Dataset records

## start

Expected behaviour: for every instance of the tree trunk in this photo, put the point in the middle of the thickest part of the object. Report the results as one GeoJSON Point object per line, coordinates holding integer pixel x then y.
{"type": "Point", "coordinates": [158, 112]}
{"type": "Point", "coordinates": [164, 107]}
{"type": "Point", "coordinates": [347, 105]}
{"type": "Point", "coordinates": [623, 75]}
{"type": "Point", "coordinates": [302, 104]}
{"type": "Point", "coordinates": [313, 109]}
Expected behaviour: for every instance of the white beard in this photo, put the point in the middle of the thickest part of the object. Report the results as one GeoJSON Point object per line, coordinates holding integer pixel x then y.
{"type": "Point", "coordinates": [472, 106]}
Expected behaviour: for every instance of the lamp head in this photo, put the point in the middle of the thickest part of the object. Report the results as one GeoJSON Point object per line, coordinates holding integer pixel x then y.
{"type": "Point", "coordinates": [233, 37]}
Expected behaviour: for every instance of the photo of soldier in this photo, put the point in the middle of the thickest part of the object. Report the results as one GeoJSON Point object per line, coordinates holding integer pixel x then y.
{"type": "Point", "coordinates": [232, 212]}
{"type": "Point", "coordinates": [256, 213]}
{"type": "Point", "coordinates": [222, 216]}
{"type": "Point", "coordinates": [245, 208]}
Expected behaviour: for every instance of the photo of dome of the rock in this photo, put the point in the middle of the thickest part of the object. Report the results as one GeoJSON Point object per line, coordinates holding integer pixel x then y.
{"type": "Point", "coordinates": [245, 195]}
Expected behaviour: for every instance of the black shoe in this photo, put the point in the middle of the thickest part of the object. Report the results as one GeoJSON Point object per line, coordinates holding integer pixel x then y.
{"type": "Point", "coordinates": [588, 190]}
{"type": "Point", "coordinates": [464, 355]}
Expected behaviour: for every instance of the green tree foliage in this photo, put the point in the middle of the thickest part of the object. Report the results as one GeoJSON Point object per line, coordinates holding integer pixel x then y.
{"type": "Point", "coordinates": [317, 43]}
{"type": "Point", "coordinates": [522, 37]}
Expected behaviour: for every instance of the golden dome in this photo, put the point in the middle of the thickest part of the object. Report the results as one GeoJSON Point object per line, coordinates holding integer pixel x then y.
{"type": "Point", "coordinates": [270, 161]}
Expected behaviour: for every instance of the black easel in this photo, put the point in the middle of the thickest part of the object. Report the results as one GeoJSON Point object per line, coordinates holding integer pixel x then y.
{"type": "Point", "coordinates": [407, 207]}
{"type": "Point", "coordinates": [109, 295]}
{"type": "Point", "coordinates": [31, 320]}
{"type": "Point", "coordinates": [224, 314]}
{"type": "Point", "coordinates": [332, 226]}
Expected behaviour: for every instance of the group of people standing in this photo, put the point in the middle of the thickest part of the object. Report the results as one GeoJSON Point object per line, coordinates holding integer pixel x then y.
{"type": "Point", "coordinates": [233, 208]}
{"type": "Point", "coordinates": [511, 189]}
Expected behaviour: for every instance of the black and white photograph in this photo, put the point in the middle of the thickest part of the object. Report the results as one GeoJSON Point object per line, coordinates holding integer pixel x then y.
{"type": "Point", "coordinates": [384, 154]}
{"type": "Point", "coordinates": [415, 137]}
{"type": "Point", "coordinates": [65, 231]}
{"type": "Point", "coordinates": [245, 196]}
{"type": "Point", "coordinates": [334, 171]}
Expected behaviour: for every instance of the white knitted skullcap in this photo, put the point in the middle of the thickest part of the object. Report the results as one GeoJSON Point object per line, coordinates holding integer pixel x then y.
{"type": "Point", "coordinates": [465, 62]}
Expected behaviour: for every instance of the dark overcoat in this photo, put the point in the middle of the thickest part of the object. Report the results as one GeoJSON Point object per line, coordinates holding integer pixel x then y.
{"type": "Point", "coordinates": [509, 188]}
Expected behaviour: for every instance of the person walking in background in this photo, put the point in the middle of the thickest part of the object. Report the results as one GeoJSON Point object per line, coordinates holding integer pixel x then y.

## end

*Aim of the exercise*. Copy the records above exactly as they appear.

*Written answer*.
Expected behaviour: for every instance of the tree trunk in this photo, put the point in the middle of the thickest part of the object. Report the results as one GeoJSON Point object per line, coordinates holding integer pixel x then y.
{"type": "Point", "coordinates": [158, 112]}
{"type": "Point", "coordinates": [164, 107]}
{"type": "Point", "coordinates": [347, 105]}
{"type": "Point", "coordinates": [623, 75]}
{"type": "Point", "coordinates": [302, 104]}
{"type": "Point", "coordinates": [313, 109]}
Expected behaviour: for every instance of the white beard in this photo, put the point in the middle of the thickest part of the object. Report the results as one GeoJSON Point object per line, coordinates holding integer pixel x then y.
{"type": "Point", "coordinates": [472, 106]}
Expected behaviour: for every instance of the lamp head in this photo, put the point in the middle of the thickest part of the object. Report the results as one GeoJSON Point object per line, coordinates holding integer pixel x then y.
{"type": "Point", "coordinates": [233, 37]}
Expected behaviour: for every instance of the photo of soldier in this photo, put the point in the middle of the thickest part of the object. Report the results as one GeoJSON Point object per line, coordinates holding integer pixel x then y.
{"type": "Point", "coordinates": [232, 212]}
{"type": "Point", "coordinates": [256, 213]}
{"type": "Point", "coordinates": [222, 216]}
{"type": "Point", "coordinates": [245, 208]}
Expected behaviour: for every instance of the photo of dome of the rock in this photo, put the point in the middle of the thickest part of the object. Report the results as one GeoJSON Point object per line, coordinates holding integer pixel x then y.
{"type": "Point", "coordinates": [245, 195]}
Expected behaviour: for every instance of the black shoe in this photo, put the point in the middle of the thickest part of the object. Report the results as one GeoJSON Point object per line, coordinates holding integer pixel x then y.
{"type": "Point", "coordinates": [588, 190]}
{"type": "Point", "coordinates": [464, 355]}
Expected behaviour: for every instance of the green tree foliage in this photo, put the point in the middle of the thickest part of the object. Report the results as one GeoJSON Point object per line, coordinates holding integer pixel x then y.
{"type": "Point", "coordinates": [317, 43]}
{"type": "Point", "coordinates": [522, 37]}
Expected behaviour: for every instance of the golden dome in this photo, put the point in the middle of the thickest part of the object. Report the results as one GeoJSON Point object per line, coordinates holding integer pixel x then y.
{"type": "Point", "coordinates": [270, 161]}
Expected behaviour: for every instance of the black easel in this photo, put the point in the middle of the thickest part of the object. Report the results as one GeoJSON Point object per line, coordinates holding integer pixel x then y.
{"type": "Point", "coordinates": [407, 207]}
{"type": "Point", "coordinates": [109, 295]}
{"type": "Point", "coordinates": [31, 320]}
{"type": "Point", "coordinates": [224, 314]}
{"type": "Point", "coordinates": [332, 226]}
Expected behaviour: for every instance of the group of people standing in this photo, put the point in the middle of the thickest part of the object. Report the results as one GeoJSON Point object per line, coordinates holding integer pixel x then y.
{"type": "Point", "coordinates": [233, 208]}
{"type": "Point", "coordinates": [511, 189]}
Expected behaviour: for every instance of the black and white photograph in this photo, put the point in the middle of the thickest part of the object. Report the results as one GeoJSON Point object per line, coordinates holding integer pixel x then y.
{"type": "Point", "coordinates": [384, 154]}
{"type": "Point", "coordinates": [415, 137]}
{"type": "Point", "coordinates": [65, 231]}
{"type": "Point", "coordinates": [245, 196]}
{"type": "Point", "coordinates": [334, 171]}
Expected behaviour: for every instance of the white knitted skullcap in this photo, put the point in the middle of the thickest part of the object. Report the results as one GeoJSON Point object per line, coordinates holding integer pixel x then y.
{"type": "Point", "coordinates": [465, 62]}
Expected behaviour: for every instance of the dark overcoat in this photo, put the point in the middle of the thickest part of the object. Report the results as one GeoJSON Point object per line, coordinates holding integer pixel x then y.
{"type": "Point", "coordinates": [509, 188]}
Expected behaviour: for every instance of the person walking in background in this photo, put the point in the middle of the thickest part of the object. Report the results as one GeoJSON Point object per line, coordinates holding integer pixel x then y.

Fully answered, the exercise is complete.